### Requirement
Write out every entry exactly as it appears.

### Records for processing
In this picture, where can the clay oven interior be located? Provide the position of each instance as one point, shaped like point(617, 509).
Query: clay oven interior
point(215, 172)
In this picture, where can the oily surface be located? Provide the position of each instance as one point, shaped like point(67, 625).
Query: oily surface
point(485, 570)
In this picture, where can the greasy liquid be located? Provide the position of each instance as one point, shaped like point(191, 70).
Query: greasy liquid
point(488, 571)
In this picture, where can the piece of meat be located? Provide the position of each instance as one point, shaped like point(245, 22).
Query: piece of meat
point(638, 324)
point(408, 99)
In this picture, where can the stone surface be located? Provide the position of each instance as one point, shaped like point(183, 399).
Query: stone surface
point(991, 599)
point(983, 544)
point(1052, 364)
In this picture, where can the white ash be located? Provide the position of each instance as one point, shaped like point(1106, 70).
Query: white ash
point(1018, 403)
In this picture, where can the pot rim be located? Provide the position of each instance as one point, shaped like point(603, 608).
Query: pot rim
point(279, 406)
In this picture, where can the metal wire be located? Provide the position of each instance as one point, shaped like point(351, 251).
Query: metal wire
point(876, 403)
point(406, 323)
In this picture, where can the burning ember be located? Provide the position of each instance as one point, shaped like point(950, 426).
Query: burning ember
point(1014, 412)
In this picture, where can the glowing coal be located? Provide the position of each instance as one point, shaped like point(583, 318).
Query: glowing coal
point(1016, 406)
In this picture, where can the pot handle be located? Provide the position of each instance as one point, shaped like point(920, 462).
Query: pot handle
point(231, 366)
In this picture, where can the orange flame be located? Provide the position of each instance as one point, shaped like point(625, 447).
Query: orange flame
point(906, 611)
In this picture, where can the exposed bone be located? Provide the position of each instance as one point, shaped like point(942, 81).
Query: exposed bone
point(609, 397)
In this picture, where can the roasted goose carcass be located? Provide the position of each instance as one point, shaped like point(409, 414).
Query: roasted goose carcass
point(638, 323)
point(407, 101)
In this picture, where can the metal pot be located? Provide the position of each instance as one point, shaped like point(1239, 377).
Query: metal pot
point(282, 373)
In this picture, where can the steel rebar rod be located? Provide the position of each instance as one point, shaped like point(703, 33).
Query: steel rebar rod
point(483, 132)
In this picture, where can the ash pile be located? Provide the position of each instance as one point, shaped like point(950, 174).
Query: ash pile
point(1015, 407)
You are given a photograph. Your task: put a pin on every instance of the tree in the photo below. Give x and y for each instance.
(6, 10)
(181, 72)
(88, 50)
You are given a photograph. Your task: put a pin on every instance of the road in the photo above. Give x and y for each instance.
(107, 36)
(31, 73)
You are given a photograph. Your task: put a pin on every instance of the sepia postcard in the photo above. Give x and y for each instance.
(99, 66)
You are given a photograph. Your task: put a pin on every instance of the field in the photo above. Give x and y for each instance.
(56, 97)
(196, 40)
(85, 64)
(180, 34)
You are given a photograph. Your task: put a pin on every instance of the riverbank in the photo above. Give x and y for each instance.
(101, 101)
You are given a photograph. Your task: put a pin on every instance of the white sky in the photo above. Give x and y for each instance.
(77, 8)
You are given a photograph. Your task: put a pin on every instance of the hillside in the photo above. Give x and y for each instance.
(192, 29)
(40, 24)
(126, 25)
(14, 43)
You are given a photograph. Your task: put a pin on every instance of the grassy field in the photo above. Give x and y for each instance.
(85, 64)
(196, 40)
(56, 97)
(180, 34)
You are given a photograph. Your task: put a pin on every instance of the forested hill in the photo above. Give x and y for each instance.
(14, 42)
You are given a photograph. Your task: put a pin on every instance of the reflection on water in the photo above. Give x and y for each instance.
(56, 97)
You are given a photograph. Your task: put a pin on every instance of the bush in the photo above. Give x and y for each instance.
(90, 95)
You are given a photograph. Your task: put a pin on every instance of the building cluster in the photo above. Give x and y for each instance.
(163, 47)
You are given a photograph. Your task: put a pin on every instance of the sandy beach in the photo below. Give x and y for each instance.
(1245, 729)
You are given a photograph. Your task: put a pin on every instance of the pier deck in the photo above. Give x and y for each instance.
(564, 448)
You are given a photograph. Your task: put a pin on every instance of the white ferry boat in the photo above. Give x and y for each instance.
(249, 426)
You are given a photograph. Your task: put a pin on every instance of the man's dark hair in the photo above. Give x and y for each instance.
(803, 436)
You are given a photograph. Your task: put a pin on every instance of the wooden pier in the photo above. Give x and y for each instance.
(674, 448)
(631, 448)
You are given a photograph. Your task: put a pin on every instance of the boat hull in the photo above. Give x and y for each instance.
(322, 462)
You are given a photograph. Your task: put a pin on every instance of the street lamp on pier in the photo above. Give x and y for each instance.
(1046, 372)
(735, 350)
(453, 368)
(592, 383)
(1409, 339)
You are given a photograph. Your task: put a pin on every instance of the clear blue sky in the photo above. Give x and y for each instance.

### Expected output
In this picture, where can the clay oven interior be located? Provide the position of each instance as one point, shaped like point(617, 509).
Query: clay oven interior
point(215, 172)
In this picture, where can the oily surface be located? Provide the position of each instance as one point, shaped like point(67, 625).
Query: oily surface
point(485, 570)
In this picture, where can the greasy liquid be located? Provide the position of each instance as one point, shaped like point(191, 70).
Query: greasy liquid
point(488, 571)
In this picture, where can the piece of meat be located? Provide the position of each instance as one point, shaped like point(245, 22).
Query: piece of meat
point(638, 324)
point(408, 99)
In this picture, where can the stone surface be located? Provide the position of each instance as one point, shaped like point(183, 399).
Query: stone surface
point(991, 599)
point(983, 544)
point(1052, 364)
In this picture, where can the white ash be located? Provide the position of each instance as one point, shaped like point(1106, 70).
Query: white ash
point(1018, 403)
In this picture, where can the pot rim be located? Provide the position of each instance as one point, shaped like point(603, 608).
Query: pot rim
point(279, 406)
In this picture, where can the metal wire be located? Provide the position of each instance as one point, shaped like point(351, 251).
Query: metal wire
point(876, 403)
point(406, 323)
In this picture, where can the burning ember be located? Provide the position of each instance as one point, shaped like point(950, 426).
Query: burning ember
point(1014, 412)
In this picture, where can the glowing coal be located? Provide the position of each instance as one point, shaped like point(583, 318).
Query: glowing coal
point(1016, 406)
In this picture, where can the pot handle be located? Provide the position of each instance as one point, shaped like point(920, 462).
Query: pot handle
point(231, 366)
In this picture, where can the orange flame be located? Provide the position of each instance as one point, shaped like point(625, 447).
Query: orange flame
point(906, 611)
In this picture, where can the exposed bone be located? Provide the position of each instance as one point, shaped like point(942, 81).
Query: exposed bone
point(609, 397)
In this picture, where can the roasted goose carcass be located? Provide the position of each instance as one point, shaped like point(409, 414).
Query: roasted goose carcass
point(638, 323)
point(407, 101)
In this picture, where can the metal pot be located? Provide the position of each instance as one point, shaped like point(1239, 377).
Query: metal pot
point(282, 373)
In this picture, where can the steel rebar rod be located? Provide the position of each instance as one point, shaped like point(703, 33).
Query: steel rebar rod
point(483, 132)
In this picture, where can the ash pile be located? Provide the position of each instance as one point, shaped like point(950, 174).
Query: ash pile
point(1015, 407)
You are given a photograph. Your task: put a pin on every instance of the tree in the photo below. Give x and y for each instance.
(6, 10)
(181, 72)
(88, 50)
You are given a photograph. Your task: put a pin on every instance of the road in the photo above. Give x and y for each instance.
(107, 36)
(31, 73)
You are given a photograph. Your task: put a pin on every instance of the sepia postcard in the photo above. Give x and y for each instance.
(99, 66)
You are given a photograph. Your task: put a pin on every instance of the field in the photo above. Give x and y for each instance.
(56, 97)
(196, 40)
(85, 64)
(180, 34)
You are given a photograph. Your task: put a pin on every instance of the riverbank in the photo above. Give x and y for each instance.
(101, 101)
You are given a photograph. Your task: put a pin on every instance of the white sky in the photo above. Give x and y for each instance.
(77, 8)
You are given a photograph. Your task: put a pin on every instance of the hillside in the photo above. Give x and y for each instance.
(192, 29)
(40, 24)
(126, 25)
(14, 43)
You are given a photograph. Your task: put a pin on every instance of the grassy field in the photo above. Give x and y for each instance.
(85, 64)
(196, 40)
(56, 97)
(180, 34)
You are given a photograph. Your task: put a pin on every instance of the forested hill in the photo above. Give x and y for each instance.
(14, 42)
You are given a photograph. Your task: put a pin on every instance of the reflection on water in the photo above. Give x and y for each instance.
(56, 97)
You are given a photograph. Your task: put a pin on every instance of the bush in the photo above. Give x and y for each instance.
(90, 95)
You are given a photograph. Your task: put a pin on every instance of the building cluster in the photo above. Give x and y for each instance.
(163, 47)
You are given a photograph. Your task: put a pin on every instance of the sandy beach in the photo below. Give x and y for each instance.
(1245, 729)
You are given a photograph. Your task: put a pin on every instance of the pier deck in the photo above. Give x and y for each instance.
(564, 448)
You are given a photograph. Your task: put a pin on every instance of the white ferry boat in the photo above. Give x and y for each instance.
(249, 426)
You are given a photograph. Your task: put a pin on every instance of the man's dark hair in the photo above. Give x and y for each instance.
(803, 436)
You are given a photograph. Your task: put a pin on every instance of the wooden pier in the photo above. Give x and y for each instance.
(674, 448)
(631, 448)
You are given a photograph. Your task: put a pin on every instance of the boat hull in the photo above. Give x and y for each instance.
(322, 462)
You are given a photograph. Your task: put a pin on every instance of the street lamp on pier in the photo above. Give x and y for each instance.
(1046, 372)
(735, 350)
(453, 368)
(592, 383)
(1409, 339)
You are given a photograph. Your task: put a pin on every instance of the clear blue sky in the photo above. Give x and y for each instance.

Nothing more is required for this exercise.